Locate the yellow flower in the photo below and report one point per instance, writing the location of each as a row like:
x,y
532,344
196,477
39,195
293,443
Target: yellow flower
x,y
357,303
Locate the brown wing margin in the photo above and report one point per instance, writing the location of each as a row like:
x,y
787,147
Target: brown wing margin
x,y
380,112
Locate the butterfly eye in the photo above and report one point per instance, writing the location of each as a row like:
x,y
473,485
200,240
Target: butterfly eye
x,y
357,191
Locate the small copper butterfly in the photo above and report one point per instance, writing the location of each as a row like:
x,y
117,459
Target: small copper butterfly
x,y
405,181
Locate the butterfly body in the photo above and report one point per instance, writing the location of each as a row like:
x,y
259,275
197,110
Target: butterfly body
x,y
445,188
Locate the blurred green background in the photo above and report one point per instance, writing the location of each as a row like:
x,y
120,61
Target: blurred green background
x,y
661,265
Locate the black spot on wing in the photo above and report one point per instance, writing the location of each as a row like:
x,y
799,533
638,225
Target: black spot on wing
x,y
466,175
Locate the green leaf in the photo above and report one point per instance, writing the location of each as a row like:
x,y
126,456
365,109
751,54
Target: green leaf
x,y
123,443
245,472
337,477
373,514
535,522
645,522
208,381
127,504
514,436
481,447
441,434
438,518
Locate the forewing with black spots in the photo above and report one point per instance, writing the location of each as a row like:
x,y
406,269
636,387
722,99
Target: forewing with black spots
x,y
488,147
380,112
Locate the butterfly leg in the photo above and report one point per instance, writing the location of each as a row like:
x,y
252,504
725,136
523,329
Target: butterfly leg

::::

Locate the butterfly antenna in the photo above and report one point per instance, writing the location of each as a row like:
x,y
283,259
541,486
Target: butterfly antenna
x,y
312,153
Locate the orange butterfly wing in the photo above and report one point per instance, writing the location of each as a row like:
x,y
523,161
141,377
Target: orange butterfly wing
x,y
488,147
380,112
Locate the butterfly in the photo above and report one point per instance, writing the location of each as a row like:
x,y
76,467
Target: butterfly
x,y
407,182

::::

▶ _Task statement_: Which lines of the listing above contain the string "yellow", counting uppercase and lowercase as different? Collect each such line in full.

▶ _Exercise solution_:
Locate the yellow flower in the photo below and report one point per instance, writing the location of each as a row like:
Target: yellow flower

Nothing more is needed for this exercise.